## Work required
What follows is a set of records; repeat them exactly, without the pictures.

## Data

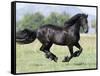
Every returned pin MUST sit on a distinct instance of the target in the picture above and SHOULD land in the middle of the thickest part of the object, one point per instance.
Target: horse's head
(84, 22)
(24, 36)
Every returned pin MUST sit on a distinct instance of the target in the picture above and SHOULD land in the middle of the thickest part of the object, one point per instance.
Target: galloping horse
(67, 35)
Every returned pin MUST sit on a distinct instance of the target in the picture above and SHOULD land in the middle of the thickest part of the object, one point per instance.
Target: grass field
(30, 59)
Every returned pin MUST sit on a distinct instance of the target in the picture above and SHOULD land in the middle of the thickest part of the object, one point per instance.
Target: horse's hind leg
(67, 59)
(77, 53)
(46, 49)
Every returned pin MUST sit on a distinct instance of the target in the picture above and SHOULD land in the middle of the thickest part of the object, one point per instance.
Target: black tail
(26, 36)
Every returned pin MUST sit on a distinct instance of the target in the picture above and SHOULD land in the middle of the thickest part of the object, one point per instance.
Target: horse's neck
(77, 28)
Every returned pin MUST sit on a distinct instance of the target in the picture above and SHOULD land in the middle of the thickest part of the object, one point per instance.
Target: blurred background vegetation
(34, 20)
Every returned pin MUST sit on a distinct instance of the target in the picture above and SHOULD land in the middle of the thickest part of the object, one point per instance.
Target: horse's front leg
(48, 54)
(68, 58)
(77, 53)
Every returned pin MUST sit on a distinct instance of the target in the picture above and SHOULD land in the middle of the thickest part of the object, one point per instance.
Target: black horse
(67, 35)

## Final answer
Every returned pin MUST sit on a distinct instance of the target in the picture above and SHOULD land in the middle of the thickest part of the object, one point per instance.
Target: horse's head
(84, 22)
(24, 36)
Every returned pin MUST sit on a distinct instance of the target in the picture above and SHOULD land in the middle of the thickest part of the object, one point per instance.
Target: galloping horse
(67, 35)
Every returned pin MUST sit on a distinct instance of the target in the picture above and SHOULD land in the middle of the thickest part of the object, one point per instance.
Target: grass field
(30, 59)
Every returned pin MUST sit on a distinct instance of the target in the picture above and SHOULD land in the middle of the thickest part of the object, one point per instance.
Target: horse's hind leg
(67, 59)
(77, 53)
(46, 49)
Every returned pin MUST sit on a distinct instance of the target in the picture above and SHOULD land in the middle of the thickest part of the object, one point per instance.
Target: black tail
(26, 36)
Every returned pin MUST sit on a distinct instance of the target in the picture above and SHOULD land in the middle of the thickest part of the object, one point per instance.
Target: horse's neck
(77, 28)
Every returned pin MUST sit on a distinct instance of the target in the picture above and SHOULD land in the middle of the thickest part of the object, one point per instance.
Target: blurred background vegetation
(34, 20)
Every returned pin MUST sit on a distinct instance of the target in the picture above and SHOULD land in the middle of the thickest part of the object, one point per instance.
Target: horse's front leg
(48, 54)
(68, 58)
(77, 53)
Every returned pin MUST sit on a distinct instance of the target in the picture above and SHOULD land in the middle of the thickest part of the object, one point per instance.
Target: black horse
(67, 35)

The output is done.